WORK TO BE COMPLETED
From the records below, copy out exactly the lines from the one containing "the window shown above." to the one containing "baseboard shown above.", both included. Add nothing else.

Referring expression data

===============

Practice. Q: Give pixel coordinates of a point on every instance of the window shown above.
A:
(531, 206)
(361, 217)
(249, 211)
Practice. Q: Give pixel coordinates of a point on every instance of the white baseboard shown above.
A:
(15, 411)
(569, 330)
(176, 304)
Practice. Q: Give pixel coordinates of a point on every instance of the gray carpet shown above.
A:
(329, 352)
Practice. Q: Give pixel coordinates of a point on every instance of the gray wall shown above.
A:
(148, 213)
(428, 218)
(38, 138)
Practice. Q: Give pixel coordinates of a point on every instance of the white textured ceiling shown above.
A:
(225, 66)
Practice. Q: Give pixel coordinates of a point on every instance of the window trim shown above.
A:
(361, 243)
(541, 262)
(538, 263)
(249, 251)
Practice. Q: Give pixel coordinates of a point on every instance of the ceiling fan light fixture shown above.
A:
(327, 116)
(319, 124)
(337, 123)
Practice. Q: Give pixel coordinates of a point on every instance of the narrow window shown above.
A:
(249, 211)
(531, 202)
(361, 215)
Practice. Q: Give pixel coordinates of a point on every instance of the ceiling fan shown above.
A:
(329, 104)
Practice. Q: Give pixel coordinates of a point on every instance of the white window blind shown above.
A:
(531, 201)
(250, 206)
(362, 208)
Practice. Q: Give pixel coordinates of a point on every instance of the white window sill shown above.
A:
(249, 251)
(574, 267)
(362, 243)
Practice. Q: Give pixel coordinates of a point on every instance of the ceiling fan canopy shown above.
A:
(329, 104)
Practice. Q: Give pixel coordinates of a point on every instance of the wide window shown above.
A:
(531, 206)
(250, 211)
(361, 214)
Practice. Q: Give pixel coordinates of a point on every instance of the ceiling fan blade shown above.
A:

===============

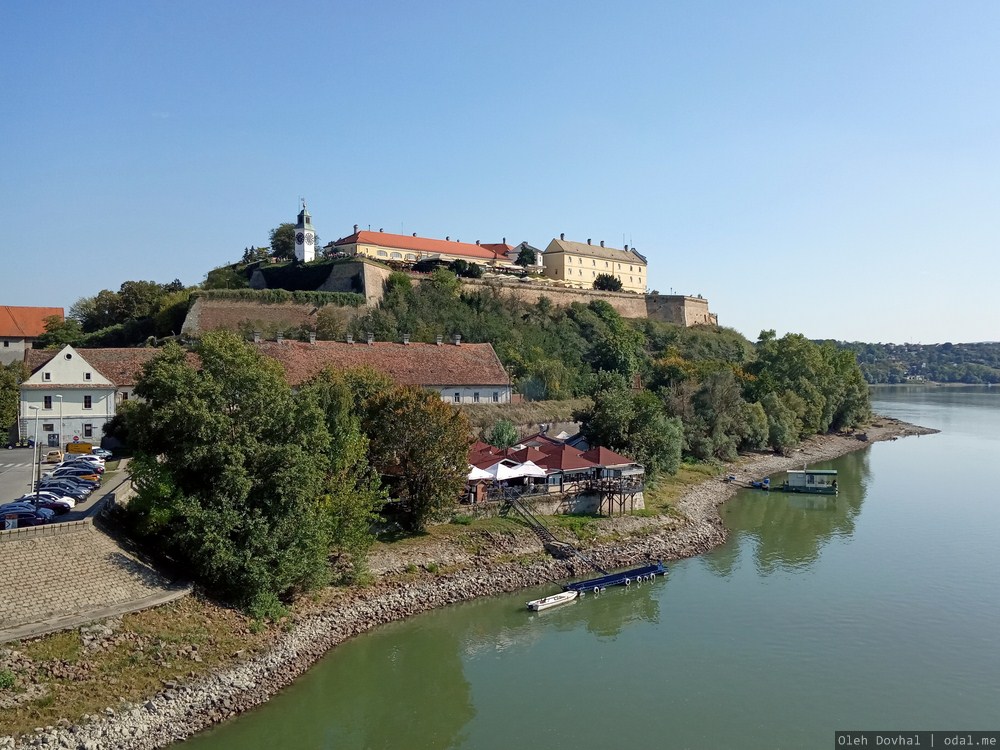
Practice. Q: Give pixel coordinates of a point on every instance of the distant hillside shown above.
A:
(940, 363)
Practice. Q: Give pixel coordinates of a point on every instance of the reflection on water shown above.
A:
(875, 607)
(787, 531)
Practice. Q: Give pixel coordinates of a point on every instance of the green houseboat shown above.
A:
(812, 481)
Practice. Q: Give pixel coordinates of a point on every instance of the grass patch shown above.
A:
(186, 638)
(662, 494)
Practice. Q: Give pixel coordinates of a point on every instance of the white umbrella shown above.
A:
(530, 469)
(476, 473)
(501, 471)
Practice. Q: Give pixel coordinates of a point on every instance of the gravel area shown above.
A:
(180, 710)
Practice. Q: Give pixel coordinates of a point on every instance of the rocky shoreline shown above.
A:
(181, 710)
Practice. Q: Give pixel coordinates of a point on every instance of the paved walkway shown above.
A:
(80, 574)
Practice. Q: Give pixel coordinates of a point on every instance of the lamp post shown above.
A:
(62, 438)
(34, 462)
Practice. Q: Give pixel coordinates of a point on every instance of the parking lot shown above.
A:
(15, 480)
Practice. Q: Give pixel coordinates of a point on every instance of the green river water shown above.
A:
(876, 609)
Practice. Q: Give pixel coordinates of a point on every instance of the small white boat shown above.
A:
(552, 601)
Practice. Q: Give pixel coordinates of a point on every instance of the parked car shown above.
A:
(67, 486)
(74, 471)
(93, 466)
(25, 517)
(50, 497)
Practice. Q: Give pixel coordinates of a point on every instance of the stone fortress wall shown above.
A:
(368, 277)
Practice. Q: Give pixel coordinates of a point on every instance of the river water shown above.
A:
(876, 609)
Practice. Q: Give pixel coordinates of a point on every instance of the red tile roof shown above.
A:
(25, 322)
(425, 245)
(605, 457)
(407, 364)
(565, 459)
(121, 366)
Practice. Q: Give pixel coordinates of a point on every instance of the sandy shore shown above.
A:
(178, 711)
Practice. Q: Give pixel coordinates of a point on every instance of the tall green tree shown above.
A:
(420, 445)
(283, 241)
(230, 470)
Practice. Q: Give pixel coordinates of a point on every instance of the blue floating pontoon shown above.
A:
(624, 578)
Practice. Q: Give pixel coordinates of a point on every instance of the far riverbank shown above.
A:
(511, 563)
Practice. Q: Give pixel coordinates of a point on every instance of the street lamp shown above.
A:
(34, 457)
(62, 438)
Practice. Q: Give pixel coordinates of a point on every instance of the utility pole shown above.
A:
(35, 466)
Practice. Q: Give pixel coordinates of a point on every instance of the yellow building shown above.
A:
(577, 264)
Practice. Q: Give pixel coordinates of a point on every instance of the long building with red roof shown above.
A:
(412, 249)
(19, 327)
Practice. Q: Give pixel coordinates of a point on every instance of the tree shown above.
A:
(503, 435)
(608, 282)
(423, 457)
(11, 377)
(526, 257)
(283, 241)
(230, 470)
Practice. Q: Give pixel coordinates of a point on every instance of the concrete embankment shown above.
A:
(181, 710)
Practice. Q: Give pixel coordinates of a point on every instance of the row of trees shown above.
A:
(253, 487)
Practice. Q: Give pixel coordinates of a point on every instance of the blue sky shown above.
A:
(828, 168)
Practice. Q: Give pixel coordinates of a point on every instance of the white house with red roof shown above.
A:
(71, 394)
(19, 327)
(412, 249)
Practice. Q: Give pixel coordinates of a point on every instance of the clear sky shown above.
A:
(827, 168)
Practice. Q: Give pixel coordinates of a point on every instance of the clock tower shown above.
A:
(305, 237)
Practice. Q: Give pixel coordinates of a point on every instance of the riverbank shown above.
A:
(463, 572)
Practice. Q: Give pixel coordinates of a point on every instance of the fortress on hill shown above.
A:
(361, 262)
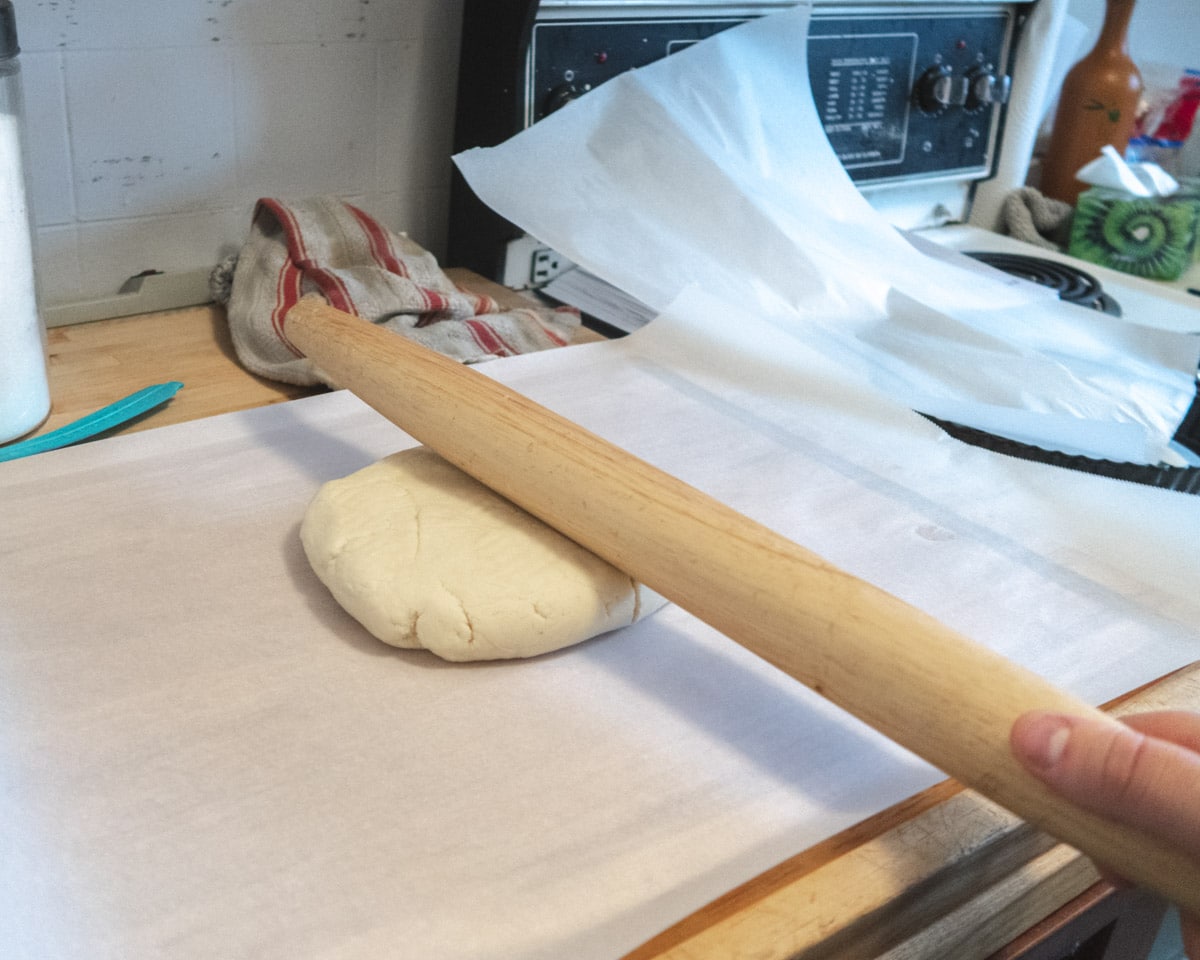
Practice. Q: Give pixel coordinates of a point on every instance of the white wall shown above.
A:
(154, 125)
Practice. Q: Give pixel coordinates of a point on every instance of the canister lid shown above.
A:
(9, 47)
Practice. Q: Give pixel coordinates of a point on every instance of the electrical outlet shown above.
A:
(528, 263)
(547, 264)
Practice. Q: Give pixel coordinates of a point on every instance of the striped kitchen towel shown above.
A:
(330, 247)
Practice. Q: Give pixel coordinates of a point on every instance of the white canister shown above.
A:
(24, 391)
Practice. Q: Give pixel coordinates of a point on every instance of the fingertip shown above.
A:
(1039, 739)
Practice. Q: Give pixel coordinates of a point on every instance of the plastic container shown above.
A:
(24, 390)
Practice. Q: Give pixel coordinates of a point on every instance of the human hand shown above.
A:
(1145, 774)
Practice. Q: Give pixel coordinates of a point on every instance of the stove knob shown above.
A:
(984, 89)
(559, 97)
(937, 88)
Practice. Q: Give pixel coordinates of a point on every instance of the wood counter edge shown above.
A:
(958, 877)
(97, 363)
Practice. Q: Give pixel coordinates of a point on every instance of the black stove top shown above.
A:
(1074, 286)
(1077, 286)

===============

ANSWER SECTION
Practice. Q: Give pixel coordinates of a point on every instance of the window shown above.
A:
(531, 206)
(361, 217)
(249, 211)
Practice. Q: Give pixel coordinates of a point on every instance of the white baseboard shown above.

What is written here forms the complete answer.